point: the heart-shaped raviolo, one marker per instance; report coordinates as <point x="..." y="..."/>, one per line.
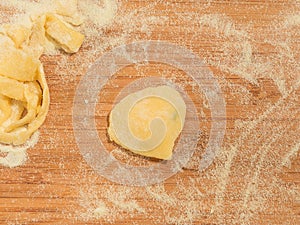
<point x="148" y="122"/>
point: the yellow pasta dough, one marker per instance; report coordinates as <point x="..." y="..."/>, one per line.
<point x="148" y="122"/>
<point x="24" y="93"/>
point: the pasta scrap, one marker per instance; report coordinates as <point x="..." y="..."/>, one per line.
<point x="24" y="93"/>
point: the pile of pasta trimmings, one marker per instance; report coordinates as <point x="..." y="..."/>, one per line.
<point x="148" y="122"/>
<point x="24" y="94"/>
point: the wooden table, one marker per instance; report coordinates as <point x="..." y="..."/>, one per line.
<point x="252" y="48"/>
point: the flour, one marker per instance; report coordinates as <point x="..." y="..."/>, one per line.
<point x="243" y="56"/>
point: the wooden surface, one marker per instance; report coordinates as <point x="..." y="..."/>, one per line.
<point x="245" y="185"/>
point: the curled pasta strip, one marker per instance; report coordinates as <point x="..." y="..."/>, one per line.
<point x="33" y="101"/>
<point x="24" y="93"/>
<point x="164" y="111"/>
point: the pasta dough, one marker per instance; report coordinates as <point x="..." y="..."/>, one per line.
<point x="24" y="93"/>
<point x="148" y="122"/>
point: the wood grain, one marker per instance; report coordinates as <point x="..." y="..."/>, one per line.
<point x="56" y="186"/>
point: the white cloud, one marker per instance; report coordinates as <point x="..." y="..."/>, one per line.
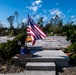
<point x="44" y="10"/>
<point x="36" y="2"/>
<point x="35" y="5"/>
<point x="69" y="10"/>
<point x="57" y="3"/>
<point x="24" y="20"/>
<point x="45" y="18"/>
<point x="56" y="11"/>
<point x="72" y="16"/>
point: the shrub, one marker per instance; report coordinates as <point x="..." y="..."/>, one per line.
<point x="73" y="59"/>
<point x="11" y="48"/>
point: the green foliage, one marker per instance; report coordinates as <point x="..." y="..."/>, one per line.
<point x="71" y="35"/>
<point x="21" y="38"/>
<point x="71" y="48"/>
<point x="11" y="48"/>
<point x="73" y="59"/>
<point x="62" y="34"/>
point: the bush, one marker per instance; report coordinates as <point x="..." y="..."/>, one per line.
<point x="73" y="59"/>
<point x="11" y="48"/>
<point x="71" y="48"/>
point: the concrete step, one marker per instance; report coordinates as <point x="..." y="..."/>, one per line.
<point x="47" y="66"/>
<point x="57" y="56"/>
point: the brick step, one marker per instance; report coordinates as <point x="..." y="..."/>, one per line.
<point x="48" y="66"/>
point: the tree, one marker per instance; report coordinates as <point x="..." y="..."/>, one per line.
<point x="16" y="14"/>
<point x="1" y="24"/>
<point x="40" y="22"/>
<point x="10" y="20"/>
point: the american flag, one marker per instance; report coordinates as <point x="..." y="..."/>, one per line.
<point x="34" y="31"/>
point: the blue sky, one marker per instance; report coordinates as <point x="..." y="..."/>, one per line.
<point x="41" y="8"/>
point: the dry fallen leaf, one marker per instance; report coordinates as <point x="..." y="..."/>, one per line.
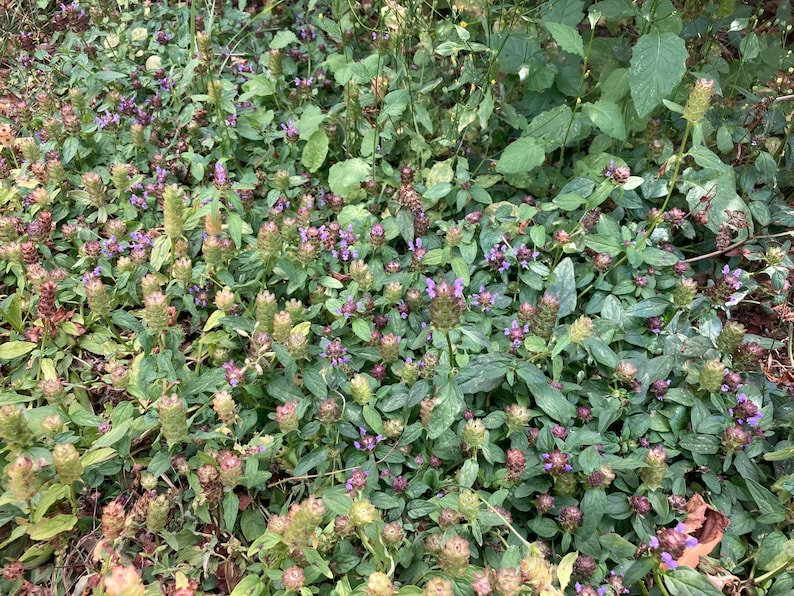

■ ■ ■

Count the lines in the entries above that contain the word "pasta". Give only the number.

5